## Problem set
1 - In the Morrison excerpt, how old does the writer estimate the student who gave the piece of art was?
2 - Rewrite the Morrison excerpt from "It’s only matter" to "are we. Yes?", changing "souls" to "spirits".

## Supplied text
━━━━━━━━━━━━━━━━

Home > The Source of Self-Regard(8)

The Source of Self-Regard(8)
Author: Toni Morrison

       For a future that perhaps only the young will be able fully, purely to imagine, this new War Against Error has no guarantee of victory. Sentient life is original and very hard. A student of mine (probably twenty years old) recently gave me a piece of art. Printed, cut, and pasted within it were these lines:

        No one told me it was like this.

    It’s only matter shot through with pure imagination.

    [So] rise up little souls—join the doomed army toward the meaning of change.

    Fight…fight…wage the unwinnable.

 

   He seems ready. And so are we. Yes?

   Thank you.

 

 

A Race in Mind


   The Press in Deed

 

 

THE VASTNESS and omnipresence of the press can easily overshadow our mutual dependence: that which exists between the professionals in the press and its outsiders. There are not, to my knowledge, any other entities quite like a “free” press, and while I have surrounded the word “free” in quotation marks here, the presence or absence of that sign of ambivalence is also something that has been the subject of years of deliberation in the press itself. It could not even be a topic in a system in which such deliberations were closed.

   But I have not come here to waste your time by flattering you, to paint in even brighter colors your portrait as both the pomp and the circumstance of democratic freedom, but to comment on what I know you understand to be serious problems in the way the press functions as mediator between the experience of life in the world and its narrative and visual representation.

   The harshest critics call the press-media a “closed circuit world of spectacle that has no goal other than its spectacular self.” Relying like a politician only on vested interests to critique and defend its activities, the press encourages its own journalists to explain and deplore press culpability; these critics are appalled by the sight of journalists behaving like independent experts within the spectacle they have created and have an interest in sustaining, pretending to speak for a public so remote from their lives only polls can allude to its nature, defending itself from criticism with incoherent but effective lines of defense such as “We are better than we used to be,” “This story just won’t go away,” “We do both sides of an issue.”

━━━━━━━━━━━━━━━━

## Information shown

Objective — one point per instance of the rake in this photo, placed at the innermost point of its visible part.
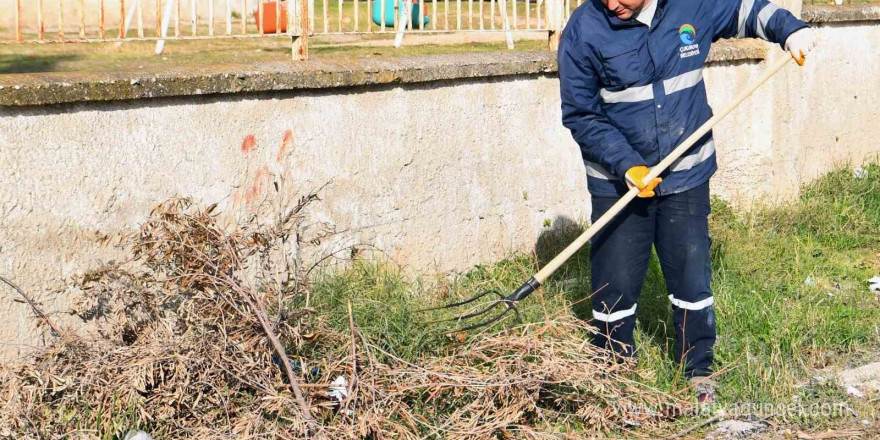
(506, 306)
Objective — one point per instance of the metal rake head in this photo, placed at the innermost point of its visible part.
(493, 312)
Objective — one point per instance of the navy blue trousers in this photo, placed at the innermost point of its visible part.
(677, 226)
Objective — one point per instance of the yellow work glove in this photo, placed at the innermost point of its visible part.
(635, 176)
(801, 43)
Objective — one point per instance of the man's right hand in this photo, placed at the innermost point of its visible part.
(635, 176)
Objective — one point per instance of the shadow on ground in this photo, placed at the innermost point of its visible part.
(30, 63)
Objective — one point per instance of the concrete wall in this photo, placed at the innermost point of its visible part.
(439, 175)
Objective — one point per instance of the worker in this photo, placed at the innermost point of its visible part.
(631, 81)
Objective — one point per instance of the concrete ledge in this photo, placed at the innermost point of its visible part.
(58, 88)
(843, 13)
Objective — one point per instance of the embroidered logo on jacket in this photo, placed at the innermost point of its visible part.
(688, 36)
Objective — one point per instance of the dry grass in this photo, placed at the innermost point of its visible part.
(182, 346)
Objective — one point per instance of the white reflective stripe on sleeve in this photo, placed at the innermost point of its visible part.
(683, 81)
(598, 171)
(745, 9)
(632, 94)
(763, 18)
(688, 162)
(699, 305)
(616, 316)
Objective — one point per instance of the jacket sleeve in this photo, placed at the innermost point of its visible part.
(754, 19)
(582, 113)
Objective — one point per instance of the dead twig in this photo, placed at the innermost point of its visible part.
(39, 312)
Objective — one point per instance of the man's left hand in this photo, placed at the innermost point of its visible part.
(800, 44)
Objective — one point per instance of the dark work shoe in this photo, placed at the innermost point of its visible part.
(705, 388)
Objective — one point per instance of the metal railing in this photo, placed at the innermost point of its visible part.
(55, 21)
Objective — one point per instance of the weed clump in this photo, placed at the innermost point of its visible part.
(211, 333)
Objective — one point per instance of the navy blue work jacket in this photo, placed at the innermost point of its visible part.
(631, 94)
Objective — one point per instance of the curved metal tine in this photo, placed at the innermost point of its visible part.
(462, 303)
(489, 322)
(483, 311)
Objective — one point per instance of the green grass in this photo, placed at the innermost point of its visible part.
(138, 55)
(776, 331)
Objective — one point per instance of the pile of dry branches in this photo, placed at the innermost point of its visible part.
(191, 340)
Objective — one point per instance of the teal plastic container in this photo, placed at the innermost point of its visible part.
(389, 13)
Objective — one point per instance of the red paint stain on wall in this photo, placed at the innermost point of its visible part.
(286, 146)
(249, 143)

━━━━━━━━━━━━━━━━

## Task results
1 - Probably twenty years old.

2 -
It’s only matter shot through with pure imagination.

    [So] rise up little spirits—join the doomed army toward the meaning of change.

    Fight…fight…wage the unwinnable.

 

   He seems ready. And so are we. Yes?